_Text section_:
↓↓↓
So you get a year extension on figuring out that loan. But if you can't get it, you basically have to convert equities.
Yeah. There's kind of warrants and covenants and things like that. Yeah. Yeah. Interesting. Okay. Sorry, we got in the weeds there. Let me go back to customer level for a second. I thought it was valuable, by the way. In terms of a churn, obviously churn and retention are critical in a SaaS company. What's your retention today? And how do you figure, you know, how do you drive that higher?
So we're at 103, 104. Net revenue retention? Uh, yeah. Okay. So, uh, sorry, no gross. And that would be about 93, something like that.
Okay. So gross 93 net one or retention.
Yeah.
Yep. And so the people, so two questions there, the, the 93% gross revenue retention, the seven that churn, why do they churn?
Well, that's something, you know, that's a really interesting question. And it's, you know, we obviously track the reasons, but we try to predict sort of what customer base are we having additional churn and try to figure out why. So that's always sort of top of mind. And also looking at the different types of churn.
There's sort of, you know, some customers you outgrow or they outgrow you, or is it really a product problem? Are you losing those customers to others? Or did they change ownership? Or there's a ton of reasons. The ones you really want to worry about is obviously, are my big, you know, are my are the customers with the LCV that you want or the optimal LCV versus CAC, are they happy?
Are they creating more stickiness and expanding rather than part of a cohort that is known for dropping off? And it's usually that there's a higher churn rate in smaller accounts. I think that's across the board in any kind of SaaS company, that's usually the case. So yeah, we try to compare that and use that for predictability.
↑↑↑
_Job 1_: According to the conversation, what size of account usually has a higher churn rate?
_Job 2_: Copy the lines of the entries starting at the one containing "job: provide the outline of every instance of the weathered" and running through the last line of the entries, both ends included, and nothing else.
The conversation and the entries that follow it are unrelated material.

_Provided records_:
↓↓↓
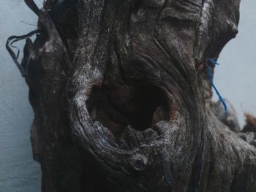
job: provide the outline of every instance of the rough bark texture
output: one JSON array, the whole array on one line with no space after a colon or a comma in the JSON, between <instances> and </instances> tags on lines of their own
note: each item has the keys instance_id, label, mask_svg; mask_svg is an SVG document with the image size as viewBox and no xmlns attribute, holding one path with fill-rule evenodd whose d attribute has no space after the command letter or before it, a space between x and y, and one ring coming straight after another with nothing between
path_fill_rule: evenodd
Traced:
<instances>
[{"instance_id":1,"label":"rough bark texture","mask_svg":"<svg viewBox=\"0 0 256 192\"><path fill-rule=\"evenodd\" d=\"M214 114L200 66L239 2L46 1L23 59L42 191L256 191L256 149Z\"/></svg>"}]
</instances>

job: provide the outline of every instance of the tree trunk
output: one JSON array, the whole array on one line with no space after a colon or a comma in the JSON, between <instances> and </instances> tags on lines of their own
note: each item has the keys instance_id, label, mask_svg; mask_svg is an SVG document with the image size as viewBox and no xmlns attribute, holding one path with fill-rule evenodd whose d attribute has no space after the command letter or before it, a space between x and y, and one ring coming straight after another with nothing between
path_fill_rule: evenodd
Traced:
<instances>
[{"instance_id":1,"label":"tree trunk","mask_svg":"<svg viewBox=\"0 0 256 192\"><path fill-rule=\"evenodd\" d=\"M237 34L239 2L34 9L22 66L42 191L256 191L256 149L214 113L206 69Z\"/></svg>"}]
</instances>

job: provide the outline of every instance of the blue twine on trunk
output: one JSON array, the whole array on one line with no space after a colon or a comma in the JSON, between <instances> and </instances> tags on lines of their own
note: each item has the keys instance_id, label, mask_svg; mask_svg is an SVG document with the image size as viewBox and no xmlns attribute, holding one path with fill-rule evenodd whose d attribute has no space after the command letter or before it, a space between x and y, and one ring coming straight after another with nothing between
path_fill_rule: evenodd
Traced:
<instances>
[{"instance_id":1,"label":"blue twine on trunk","mask_svg":"<svg viewBox=\"0 0 256 192\"><path fill-rule=\"evenodd\" d=\"M220 95L219 91L217 90L217 88L216 88L216 86L214 84L214 77L212 75L212 71L211 71L211 66L210 66L210 65L217 66L217 65L219 65L219 64L215 60L214 60L212 58L206 59L206 62L208 64L208 65L207 65L207 73L208 73L208 75L209 79L210 79L211 85L214 88L214 89L215 90L215 92L217 94L219 101L223 104L225 114L227 114L227 104L225 102L225 101L224 101L223 98L222 97L222 96Z\"/></svg>"}]
</instances>

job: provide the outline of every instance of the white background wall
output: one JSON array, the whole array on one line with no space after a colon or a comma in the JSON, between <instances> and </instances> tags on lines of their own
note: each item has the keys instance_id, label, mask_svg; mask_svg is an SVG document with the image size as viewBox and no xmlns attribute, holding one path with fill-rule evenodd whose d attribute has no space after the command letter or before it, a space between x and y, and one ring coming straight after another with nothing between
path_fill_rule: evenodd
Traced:
<instances>
[{"instance_id":1,"label":"white background wall","mask_svg":"<svg viewBox=\"0 0 256 192\"><path fill-rule=\"evenodd\" d=\"M35 1L42 3L42 0ZM256 1L242 0L239 34L223 50L214 82L235 106L241 123L243 112L256 115ZM36 15L23 0L0 0L0 192L40 191L40 169L32 159L29 138L33 112L28 88L4 45L12 34L36 27Z\"/></svg>"},{"instance_id":2,"label":"white background wall","mask_svg":"<svg viewBox=\"0 0 256 192\"><path fill-rule=\"evenodd\" d=\"M234 105L244 125L244 112L256 115L255 0L241 0L238 30L236 39L220 54L214 83L222 96Z\"/></svg>"},{"instance_id":3,"label":"white background wall","mask_svg":"<svg viewBox=\"0 0 256 192\"><path fill-rule=\"evenodd\" d=\"M36 18L23 0L0 0L0 192L40 191L40 168L30 144L34 115L28 88L5 49L9 36L36 28L22 22L36 24Z\"/></svg>"}]
</instances>

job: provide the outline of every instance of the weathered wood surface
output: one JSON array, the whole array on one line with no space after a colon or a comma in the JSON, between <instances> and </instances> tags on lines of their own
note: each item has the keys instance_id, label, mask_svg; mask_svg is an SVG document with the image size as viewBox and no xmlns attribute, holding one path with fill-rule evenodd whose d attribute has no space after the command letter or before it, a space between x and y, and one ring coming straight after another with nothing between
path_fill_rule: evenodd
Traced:
<instances>
[{"instance_id":1,"label":"weathered wood surface","mask_svg":"<svg viewBox=\"0 0 256 192\"><path fill-rule=\"evenodd\" d=\"M198 69L235 37L239 2L46 1L23 60L42 191L255 191L256 149Z\"/></svg>"}]
</instances>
↑↑↑
_Worked answer 1_: Smaller accounts.

_Worked answer 2_:
job: provide the outline of every instance of the weathered wood surface
output: one JSON array, the whole array on one line with no space after a colon or a comma in the JSON, between <instances> and </instances> tags on lines of their own
note: each item has the keys instance_id, label, mask_svg; mask_svg is an SVG document with the image size as viewBox and no xmlns attribute, holding one path with fill-rule evenodd whose d attribute has no space after the command letter or before it, a space between x and y, and one ring coming straight after another with nothing between
path_fill_rule: evenodd
Traced:
<instances>
[{"instance_id":1,"label":"weathered wood surface","mask_svg":"<svg viewBox=\"0 0 256 192\"><path fill-rule=\"evenodd\" d=\"M198 69L235 37L239 2L46 1L23 60L42 191L255 191L256 149Z\"/></svg>"}]
</instances>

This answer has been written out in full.